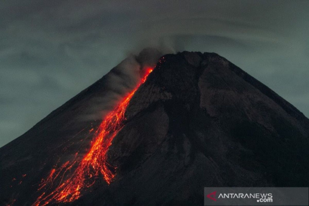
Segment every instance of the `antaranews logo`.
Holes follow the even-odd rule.
[[[216,193],[217,191],[215,191],[214,192],[213,192],[211,193],[209,193],[206,196],[210,199],[214,201],[216,201],[217,199],[215,198],[215,197],[216,196]]]
[[[216,195],[217,191],[210,193],[206,197],[214,201],[216,201]],[[218,199],[243,199],[254,198],[257,202],[272,202],[273,194],[271,193],[220,193]]]
[[[308,187],[205,187],[204,205],[308,205]]]

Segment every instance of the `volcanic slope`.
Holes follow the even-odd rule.
[[[99,95],[104,85],[96,84]],[[74,158],[62,153],[80,150],[74,143],[98,125],[71,120],[88,92],[0,149],[3,202],[31,205],[41,179]],[[202,205],[204,187],[309,185],[309,120],[216,54],[164,55],[125,116],[107,156],[113,179],[99,177],[69,204]]]

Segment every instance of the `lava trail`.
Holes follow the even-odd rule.
[[[110,183],[116,175],[116,168],[107,162],[108,148],[114,137],[123,127],[125,113],[130,100],[152,70],[152,68],[147,68],[135,88],[103,120],[94,133],[91,148],[81,160],[76,160],[77,153],[75,158],[71,162],[67,161],[60,168],[53,169],[47,177],[42,180],[38,190],[51,190],[53,183],[60,183],[52,191],[43,192],[33,205],[74,201],[80,196],[81,190],[93,184],[99,175],[102,175],[108,184]],[[76,169],[71,171],[75,164],[78,164]]]

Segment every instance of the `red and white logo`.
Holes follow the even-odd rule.
[[[217,193],[217,191],[215,191],[214,192],[213,192],[211,193],[209,193],[208,195],[206,195],[206,196],[208,197],[210,199],[211,199],[212,200],[214,201],[216,201],[217,199],[215,198],[216,197],[216,193]]]

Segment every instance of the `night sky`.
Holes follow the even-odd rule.
[[[0,3],[0,146],[147,47],[214,52],[309,116],[309,1]]]

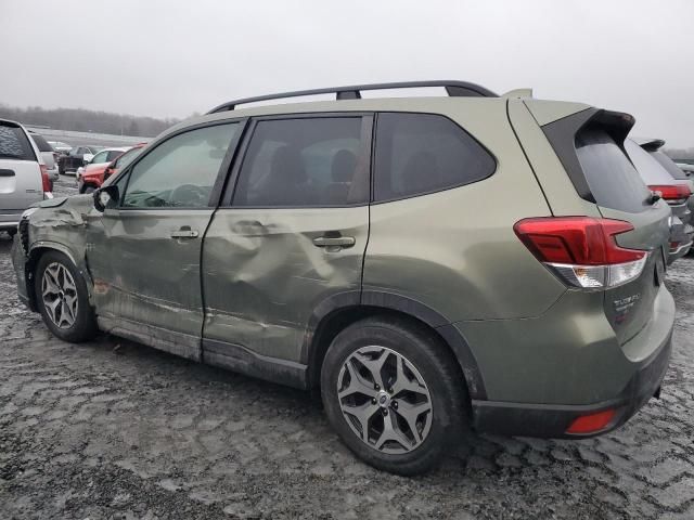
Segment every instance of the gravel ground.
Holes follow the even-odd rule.
[[[74,179],[56,192],[73,192]],[[694,518],[694,259],[661,400],[597,439],[462,434],[420,478],[356,460],[320,403],[114,337],[51,337],[0,234],[0,518]]]

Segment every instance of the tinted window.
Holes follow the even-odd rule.
[[[625,141],[625,150],[631,159],[631,162],[641,174],[641,179],[646,184],[671,184],[672,177],[660,166],[660,162],[634,141],[627,139]]]
[[[468,184],[491,176],[496,161],[450,119],[381,114],[376,127],[374,198],[388,200]]]
[[[217,180],[239,123],[176,135],[146,154],[130,171],[123,206],[202,208]]]
[[[101,165],[103,162],[108,162],[108,152],[99,152],[91,159],[93,165]]]
[[[651,196],[650,190],[603,128],[589,126],[578,132],[576,155],[599,206],[629,212],[648,207],[646,200]]]
[[[31,144],[20,127],[0,123],[0,158],[36,160]]]
[[[29,133],[29,135],[31,135],[31,139],[39,148],[39,152],[53,152],[53,147],[48,144],[48,141],[43,139],[43,135],[39,135],[38,133]]]
[[[678,179],[680,181],[686,181],[689,177],[684,173],[679,166],[674,164],[674,161],[665,155],[663,152],[651,152],[651,157],[657,160],[663,168],[667,170],[668,173],[672,177],[672,179]]]
[[[369,198],[360,117],[260,121],[244,158],[235,206],[344,206]]]

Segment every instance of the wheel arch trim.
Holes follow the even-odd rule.
[[[335,316],[337,313],[344,311],[359,311],[359,309],[374,308],[384,311],[396,311],[428,325],[453,352],[465,377],[470,398],[477,401],[487,400],[487,391],[479,365],[460,329],[451,324],[442,314],[425,303],[393,292],[369,289],[362,291],[345,291],[327,297],[319,302],[319,304],[314,307],[307,326],[305,341],[301,346],[300,362],[309,365],[310,370],[311,366],[318,362],[317,358],[321,353],[324,353],[326,348],[322,348],[318,342],[322,335],[321,327],[331,316]],[[323,352],[321,352],[321,350]],[[312,382],[313,381],[309,381],[309,385],[312,385]]]

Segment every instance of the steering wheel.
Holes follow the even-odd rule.
[[[171,206],[207,206],[208,198],[207,190],[195,184],[181,184],[169,194]]]

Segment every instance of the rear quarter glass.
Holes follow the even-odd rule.
[[[625,150],[637,168],[637,171],[647,185],[672,184],[673,179],[668,171],[660,166],[648,152],[639,146],[634,141],[627,139]]]
[[[21,127],[0,122],[0,159],[36,160],[31,143]]]
[[[679,181],[687,181],[690,178],[686,177],[686,173],[680,169],[679,166],[674,164],[674,161],[665,155],[663,152],[651,152],[651,157],[657,160],[663,168],[667,170],[668,173],[672,177],[672,179],[677,179]]]
[[[53,146],[43,139],[43,135],[39,135],[38,133],[31,133],[30,135],[36,143],[36,146],[39,148],[39,152],[53,152]]]
[[[605,129],[589,125],[580,130],[576,155],[597,206],[629,213],[648,207],[650,190]]]

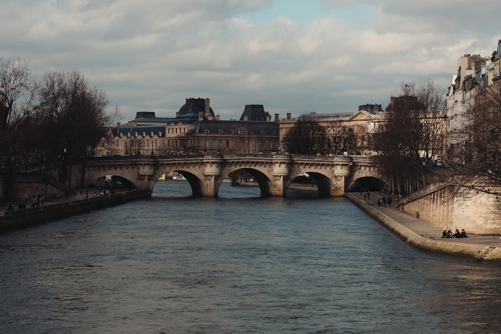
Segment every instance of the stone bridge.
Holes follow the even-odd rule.
[[[293,180],[305,173],[313,179],[321,196],[340,196],[354,186],[379,190],[386,184],[370,157],[256,154],[95,158],[87,163],[84,186],[114,175],[151,193],[162,175],[176,172],[189,182],[193,196],[217,196],[224,179],[241,169],[253,176],[263,196],[286,196]]]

▸ **Exercise aim**
Could you render all of the items above as a two-column CSV with the columns input and output, one row per item, its text under input and its full answer under output? Put each field in quotes, turn line breaks into spaces, and leave the pictures out.

▸ **Written reply**
input,output
"Segment every instance of the `antaranews logo`. Holes follow the even-odd rule.","[[[216,193],[217,191],[215,191],[214,192],[213,192],[211,193],[209,193],[206,196],[210,199],[214,201],[216,201],[217,199],[215,198],[215,197],[216,196]]] [[[216,195],[217,191],[210,193],[206,197],[214,201],[216,201]],[[218,199],[243,199],[254,198],[257,202],[272,202],[273,194],[271,193],[220,193]]] [[[308,187],[205,187],[204,205],[308,205]]]"
"Segment every instance of the `volcanic slope`. Holes follow the even-odd rule.","[[[99,95],[104,85],[96,84]],[[74,158],[62,153],[80,150],[74,143],[98,125],[71,120],[88,92],[0,149],[3,202],[31,205],[41,179]],[[202,205],[204,187],[309,185],[309,120],[216,54],[164,55],[125,116],[107,156],[113,179],[99,177],[69,204]]]"
"Segment every instance of the `lava trail`. Holes follow the even-odd rule.","[[[110,183],[116,175],[116,168],[107,162],[108,148],[114,137],[123,127],[125,113],[130,100],[152,70],[152,68],[147,68],[135,88],[103,120],[94,133],[91,148],[81,160],[76,160],[77,153],[75,158],[71,162],[67,161],[60,168],[53,169],[47,177],[42,180],[38,190],[51,190],[53,183],[60,183],[52,191],[43,192],[33,205],[74,201],[80,196],[81,190],[93,184],[99,175],[102,175],[108,184]],[[76,169],[71,171],[75,164],[78,164]]]"
"Segment every instance of the `red and white logo`. Holes follow the even-odd rule.","[[[217,193],[217,191],[215,191],[214,192],[213,192],[211,193],[209,193],[208,195],[206,195],[206,196],[208,197],[210,199],[211,199],[212,200],[214,201],[216,201],[217,199],[215,198],[216,197],[216,193]]]"
"Segment every instance of the `night sky`. Holes follow the even-odd rule.","[[[0,3],[0,146],[147,47],[214,52],[309,116],[309,1]]]"
"Segment every instance of the gravel ground. Holes follow the even-odd rule.","[[[74,179],[56,192],[73,192]],[[694,518],[694,259],[661,400],[597,439],[462,434],[420,478],[356,460],[320,403],[114,337],[51,337],[0,234],[0,518]]]"
"Segment every instance of the tinted window. Holes follow the even-odd rule.","[[[625,141],[625,150],[631,159],[631,162],[641,174],[641,179],[646,184],[671,184],[672,177],[660,166],[660,162],[634,141],[627,139]]] [[[468,184],[491,176],[496,161],[450,119],[381,114],[376,127],[374,198],[388,200]]] [[[217,180],[239,123],[176,135],[146,154],[130,171],[123,206],[202,208]]] [[[101,165],[103,162],[108,162],[108,152],[99,152],[91,159],[93,165]]] [[[651,196],[650,190],[603,128],[589,126],[578,132],[576,155],[599,206],[629,212],[648,207],[646,200]]] [[[31,144],[20,127],[0,123],[0,158],[36,160]]] [[[29,133],[29,135],[31,135],[31,139],[39,148],[39,152],[53,152],[53,147],[48,144],[48,141],[43,139],[43,135],[39,135],[38,133]]] [[[678,179],[680,181],[686,181],[689,177],[684,173],[679,166],[674,164],[674,161],[665,155],[663,152],[651,152],[651,157],[657,160],[663,168],[667,170],[668,173],[672,177],[672,179]]] [[[369,198],[360,117],[260,121],[244,158],[235,206],[344,206]]]"
"Segment every instance of the wheel arch trim. Holes follow the even-odd rule.","[[[335,316],[337,313],[344,311],[359,311],[359,309],[374,308],[384,311],[396,311],[428,325],[453,352],[465,377],[470,398],[477,401],[487,400],[487,391],[479,365],[460,329],[451,324],[442,314],[425,303],[393,292],[369,289],[362,291],[345,291],[327,297],[319,302],[319,304],[314,307],[307,326],[305,341],[301,346],[300,362],[309,365],[310,370],[311,366],[318,362],[317,358],[321,353],[324,353],[326,348],[322,348],[318,342],[322,335],[321,327],[331,316]],[[323,352],[321,352],[321,350]],[[312,382],[313,381],[309,381],[309,385],[312,385]]]"
"Segment every instance of the steering wheel. Holes follow the even-odd rule.","[[[171,206],[207,206],[208,198],[207,190],[195,184],[181,184],[169,194]]]"
"Segment every instance of the rear quarter glass. Holes follow the even-odd rule.","[[[625,150],[637,168],[637,171],[647,185],[672,184],[673,179],[668,171],[660,166],[648,152],[639,146],[634,141],[627,139]]] [[[21,127],[0,122],[0,159],[36,160],[31,143]]] [[[679,181],[687,181],[690,178],[686,177],[686,173],[680,169],[679,166],[674,164],[674,161],[665,155],[663,152],[651,152],[651,157],[657,160],[663,168],[667,170],[668,173],[672,177],[672,179],[677,179]]] [[[53,146],[43,139],[43,135],[39,135],[38,133],[31,133],[30,135],[36,143],[36,146],[39,148],[39,152],[53,152]]] [[[605,129],[589,125],[580,130],[576,155],[597,206],[629,213],[648,207],[650,190]]]"
"Segment every instance of the stone bridge. Holes follow the even-odd rule.","[[[293,180],[305,173],[313,179],[321,196],[340,196],[354,186],[379,190],[386,184],[370,157],[256,154],[95,158],[87,163],[84,186],[114,175],[151,193],[162,175],[176,172],[189,182],[193,196],[217,196],[224,179],[241,169],[253,176],[263,196],[286,196]]]"